Travail demandé:
[a] Reproduisez à l'identique, dans l'extrait fourni, tout le passage qui va de « On peut rappeler » jusqu'à « effet le cas. ».
[b] Dites si chacune des affirmations suivantes concorde avec l'extrait fourni : (i) le comité chargé de la sélection a été mis en place le 1er mai ; (ii) c'est le Parti qui désigne la personne appelée à la vice-présidence ; (iii) la future candidate à la vice-présidence aura entre 40 et 60 ans. Répondez chaque fois par oui ou par non, en citant exactement les mots de l'extrait qui permettent de trancher.

Extrait fourni:
◆ ◆ ◆ ◆ ◆

Jean-Eric Branaa : Aux États-Unis, le vice-président est élu en même temps que le président. C’est celui ou celle qui remporte l’investiture du Parti –et lui ou elle seul– qui désigne la personne qui occupera ce poste à ses côtés. Le processus de sélection dure plusieurs semaines car il faut peser toutes les implications politiques, vérifier que rien dans la vie de ce candidat ne portera ombrage à son camp et envisager toutes les implications, afin de ne pas se tromper. Le candidat charge donc un comité spécial qui étudie tout cela pour lui, avant qu’il ne finalise sa décision. Cette fois-ci, ce comité a été mis en place le 1er mai. On y trouve le maire de Los Angeles, Eric Garcetti, un ancien sénateur, Christopher J. Dodd, une élue de la Chambre des représentants, Lisa Blunt, et une ancienne conseillère de Joe Biden à la vice-présidence ainsi qu’au Sénat, Cynthia C. Hogan.

On peut rappeler que l’on sait déjà que le choix se portera sur une femme : c’était un choix attendu après le mouvement MeToo, et il a été précisé à plusieurs reprises par le candidat que tel serait en effet le cas.

Le choix d’une personnalité pour la vice-présidence répond toujours aux mêmes impératifs : il faut que cette personne apporte « quelque chose de plus », qui va permettre de dynamiser la candidature, d’élargir encore davantage la base des électeurs et, donc, aider à faire gagner son camp. C’est pour cela qu’on se retrouve à chaque fois avec des couples improbables, qui semblent plus être des opposés qu’autre chose. En réalité, le « ticket » présidentiel, puisque c’est ainsi que l’on nomme ce couple de candidat, doit être complémentaire : pour caricaturer, si le candidat est très vieux, il lui faut trouver quelqu’un de jeune, qui permettra de séduire l’électorat jeune ; s’il est de l’Est du pays, on retient plutôt quelqu’un de l’Ouest ; s’il est urbain, on choisit un rural. Joe Biden avait été sélectionné par Barack Obama parce qu’il était un sénateur de très longue date, et renommé comme étant extrêmement qualifié sur la plupart des dossiers politiques, et particulièrement pour la justice et les affaires étrangères. Cela permettrait de compenser avec le manque d’expérience du sénateur de l’Illinois, sur lequel il était déjà attaqué. Donald Trump a choisi Mike Pence pour à peu près les mêmes raisons, mais aussi parce que le gouverneur de l’Alabama était très proche des milieux évangélistes et les rassurait donc alors que le candidat Trump s’était montré bouillonnant pendant sa campagne et que sa vie ne plaidait pas en sa faveur pour inciter la droite plus pieuse à voter pour lui. Dans le portrait-robot de la future candidate à la vice-présidence on a donc déjà le genre, ce sera une femme, et l’âge approximatif, elle aura entre 40 et 60 ans. Pas trop jeune pour ne pas créer une effet « grand-père avec sa petite-fille », et pas trop âgée non plus car le candidat l’est lui-même déjà vraiment beaucoup.

◆ ◆ ◆ ◆ ◆

Données fournies:
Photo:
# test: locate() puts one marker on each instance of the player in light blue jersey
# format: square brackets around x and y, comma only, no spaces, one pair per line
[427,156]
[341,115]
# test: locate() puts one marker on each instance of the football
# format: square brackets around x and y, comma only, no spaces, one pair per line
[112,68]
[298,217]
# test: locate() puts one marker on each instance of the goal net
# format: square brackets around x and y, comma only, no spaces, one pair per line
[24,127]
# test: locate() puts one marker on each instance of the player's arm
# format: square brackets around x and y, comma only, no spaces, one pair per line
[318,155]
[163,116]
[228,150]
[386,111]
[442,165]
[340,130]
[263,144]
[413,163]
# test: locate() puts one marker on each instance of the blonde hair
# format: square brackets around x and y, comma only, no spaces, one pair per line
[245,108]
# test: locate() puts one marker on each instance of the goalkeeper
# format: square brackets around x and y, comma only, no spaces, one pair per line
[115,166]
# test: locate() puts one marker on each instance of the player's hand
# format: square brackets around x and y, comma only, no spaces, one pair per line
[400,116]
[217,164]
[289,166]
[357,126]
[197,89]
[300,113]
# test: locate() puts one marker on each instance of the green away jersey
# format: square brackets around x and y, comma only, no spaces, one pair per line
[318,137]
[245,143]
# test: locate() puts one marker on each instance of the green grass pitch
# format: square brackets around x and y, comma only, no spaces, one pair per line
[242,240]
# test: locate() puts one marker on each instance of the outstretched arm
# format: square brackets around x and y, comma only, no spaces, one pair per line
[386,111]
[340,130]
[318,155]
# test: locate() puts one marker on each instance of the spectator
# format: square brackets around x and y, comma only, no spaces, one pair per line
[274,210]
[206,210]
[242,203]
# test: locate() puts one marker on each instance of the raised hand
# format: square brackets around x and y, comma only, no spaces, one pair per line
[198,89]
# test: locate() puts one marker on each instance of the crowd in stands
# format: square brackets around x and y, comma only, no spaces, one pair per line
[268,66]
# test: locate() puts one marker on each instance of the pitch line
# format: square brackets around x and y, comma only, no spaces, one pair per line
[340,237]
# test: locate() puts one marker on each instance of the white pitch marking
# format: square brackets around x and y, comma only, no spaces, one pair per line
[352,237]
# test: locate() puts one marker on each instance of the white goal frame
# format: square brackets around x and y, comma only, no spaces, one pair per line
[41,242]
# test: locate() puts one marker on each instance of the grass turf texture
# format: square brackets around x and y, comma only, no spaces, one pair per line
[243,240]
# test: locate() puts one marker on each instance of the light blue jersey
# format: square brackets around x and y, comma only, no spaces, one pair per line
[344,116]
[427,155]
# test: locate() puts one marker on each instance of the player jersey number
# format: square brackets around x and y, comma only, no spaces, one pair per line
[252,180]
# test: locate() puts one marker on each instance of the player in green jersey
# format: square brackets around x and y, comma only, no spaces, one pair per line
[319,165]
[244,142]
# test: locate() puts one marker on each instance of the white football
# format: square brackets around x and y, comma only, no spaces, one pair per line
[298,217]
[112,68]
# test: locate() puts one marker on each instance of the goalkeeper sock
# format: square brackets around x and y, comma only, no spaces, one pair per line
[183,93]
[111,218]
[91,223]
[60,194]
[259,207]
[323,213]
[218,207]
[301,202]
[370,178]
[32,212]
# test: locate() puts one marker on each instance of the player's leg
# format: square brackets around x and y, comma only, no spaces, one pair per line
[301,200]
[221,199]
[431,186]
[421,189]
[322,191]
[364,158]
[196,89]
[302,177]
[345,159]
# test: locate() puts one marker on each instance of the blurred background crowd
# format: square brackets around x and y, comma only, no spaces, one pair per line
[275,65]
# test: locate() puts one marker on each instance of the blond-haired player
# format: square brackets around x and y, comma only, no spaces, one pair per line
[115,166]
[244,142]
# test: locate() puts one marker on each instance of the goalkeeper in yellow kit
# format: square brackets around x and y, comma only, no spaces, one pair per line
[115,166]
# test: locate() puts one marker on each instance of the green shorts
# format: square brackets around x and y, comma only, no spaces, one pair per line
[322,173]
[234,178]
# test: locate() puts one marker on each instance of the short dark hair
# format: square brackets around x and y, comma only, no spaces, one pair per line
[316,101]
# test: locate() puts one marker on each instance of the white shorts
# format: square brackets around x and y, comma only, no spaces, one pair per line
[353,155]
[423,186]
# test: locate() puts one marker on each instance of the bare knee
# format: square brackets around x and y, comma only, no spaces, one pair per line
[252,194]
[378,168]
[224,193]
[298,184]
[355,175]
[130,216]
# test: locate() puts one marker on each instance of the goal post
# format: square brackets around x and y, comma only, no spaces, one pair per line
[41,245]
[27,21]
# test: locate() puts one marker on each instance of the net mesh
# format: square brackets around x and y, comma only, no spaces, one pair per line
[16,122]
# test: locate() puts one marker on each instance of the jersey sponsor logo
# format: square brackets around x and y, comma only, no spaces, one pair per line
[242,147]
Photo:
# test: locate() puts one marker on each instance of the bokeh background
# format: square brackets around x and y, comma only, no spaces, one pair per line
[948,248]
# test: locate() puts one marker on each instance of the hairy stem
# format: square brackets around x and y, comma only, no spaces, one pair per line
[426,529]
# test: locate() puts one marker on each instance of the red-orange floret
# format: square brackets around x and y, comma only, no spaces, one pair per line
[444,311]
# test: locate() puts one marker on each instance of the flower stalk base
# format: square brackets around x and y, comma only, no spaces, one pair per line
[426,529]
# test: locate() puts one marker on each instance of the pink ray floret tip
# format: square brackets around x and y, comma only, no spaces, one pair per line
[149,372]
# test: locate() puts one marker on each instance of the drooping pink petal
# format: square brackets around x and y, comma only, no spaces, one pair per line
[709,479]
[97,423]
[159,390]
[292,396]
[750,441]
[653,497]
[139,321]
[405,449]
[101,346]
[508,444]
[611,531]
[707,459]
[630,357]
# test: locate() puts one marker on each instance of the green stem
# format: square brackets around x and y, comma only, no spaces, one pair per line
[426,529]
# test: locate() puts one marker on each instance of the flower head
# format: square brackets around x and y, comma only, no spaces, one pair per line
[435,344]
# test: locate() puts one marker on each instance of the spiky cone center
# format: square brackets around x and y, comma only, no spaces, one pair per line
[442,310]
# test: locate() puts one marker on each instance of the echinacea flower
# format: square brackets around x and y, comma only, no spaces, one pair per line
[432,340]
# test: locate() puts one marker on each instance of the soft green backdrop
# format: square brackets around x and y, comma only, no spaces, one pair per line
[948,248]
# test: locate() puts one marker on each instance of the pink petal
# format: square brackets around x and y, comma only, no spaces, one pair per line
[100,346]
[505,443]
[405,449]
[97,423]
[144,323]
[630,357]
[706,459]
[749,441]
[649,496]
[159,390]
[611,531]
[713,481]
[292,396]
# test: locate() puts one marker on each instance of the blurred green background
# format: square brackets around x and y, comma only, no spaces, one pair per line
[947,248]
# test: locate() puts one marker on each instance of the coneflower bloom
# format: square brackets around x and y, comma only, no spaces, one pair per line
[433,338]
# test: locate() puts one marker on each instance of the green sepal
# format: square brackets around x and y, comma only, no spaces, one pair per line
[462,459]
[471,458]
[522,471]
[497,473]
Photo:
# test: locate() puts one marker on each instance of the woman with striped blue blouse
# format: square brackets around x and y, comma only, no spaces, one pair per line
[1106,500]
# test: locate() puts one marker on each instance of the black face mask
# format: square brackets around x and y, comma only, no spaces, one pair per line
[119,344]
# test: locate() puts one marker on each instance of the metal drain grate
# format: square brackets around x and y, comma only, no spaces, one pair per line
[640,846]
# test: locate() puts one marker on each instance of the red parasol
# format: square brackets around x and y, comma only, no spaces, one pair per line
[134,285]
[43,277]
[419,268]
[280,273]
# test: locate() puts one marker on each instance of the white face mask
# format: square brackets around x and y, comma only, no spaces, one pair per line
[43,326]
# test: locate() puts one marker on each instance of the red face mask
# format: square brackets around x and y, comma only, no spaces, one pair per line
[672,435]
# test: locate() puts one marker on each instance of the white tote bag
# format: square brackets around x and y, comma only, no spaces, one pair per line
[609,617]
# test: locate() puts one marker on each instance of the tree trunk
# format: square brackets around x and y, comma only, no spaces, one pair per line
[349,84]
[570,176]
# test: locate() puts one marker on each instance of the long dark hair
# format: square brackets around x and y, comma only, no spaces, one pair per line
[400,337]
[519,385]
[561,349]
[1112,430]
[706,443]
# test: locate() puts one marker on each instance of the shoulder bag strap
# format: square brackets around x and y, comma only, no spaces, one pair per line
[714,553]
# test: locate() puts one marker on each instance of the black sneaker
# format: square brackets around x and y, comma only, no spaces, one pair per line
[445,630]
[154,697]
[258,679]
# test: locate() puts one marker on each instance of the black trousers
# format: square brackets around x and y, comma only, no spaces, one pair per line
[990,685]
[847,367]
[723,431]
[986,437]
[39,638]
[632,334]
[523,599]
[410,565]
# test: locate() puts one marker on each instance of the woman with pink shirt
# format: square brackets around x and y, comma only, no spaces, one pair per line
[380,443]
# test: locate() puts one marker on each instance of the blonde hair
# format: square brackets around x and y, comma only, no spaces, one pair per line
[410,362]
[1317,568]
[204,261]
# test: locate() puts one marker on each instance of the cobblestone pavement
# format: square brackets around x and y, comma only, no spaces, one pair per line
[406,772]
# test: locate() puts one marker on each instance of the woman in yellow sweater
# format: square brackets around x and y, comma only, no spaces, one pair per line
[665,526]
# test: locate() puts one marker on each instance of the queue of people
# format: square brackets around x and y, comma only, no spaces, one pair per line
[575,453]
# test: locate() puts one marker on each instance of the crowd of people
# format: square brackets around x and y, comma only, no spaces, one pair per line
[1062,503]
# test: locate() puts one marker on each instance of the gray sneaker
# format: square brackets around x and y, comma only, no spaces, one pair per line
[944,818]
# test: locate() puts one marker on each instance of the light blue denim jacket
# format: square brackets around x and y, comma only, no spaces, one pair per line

◆ ◆ ◆ ◆ ◆

Réponses attendues:
[a]
On peut rappeler que l’on sait déjà que le choix se portera sur une femme : c’était un choix attendu après le mouvement MeToo, et il a été précisé à plusieurs reprises par le candidat que tel serait en effet le cas.

[b]
(i) Oui : « Cette fois-ci, ce comité a été mis en place le 1er mai. »
(ii) Non : « C’est celui ou celle qui remporte l’investiture du Parti –et lui ou elle seul– qui désigne la personne qui occupera ce poste à ses côtés. »
(iii) Oui : « elle aura entre 40 et 60 ans »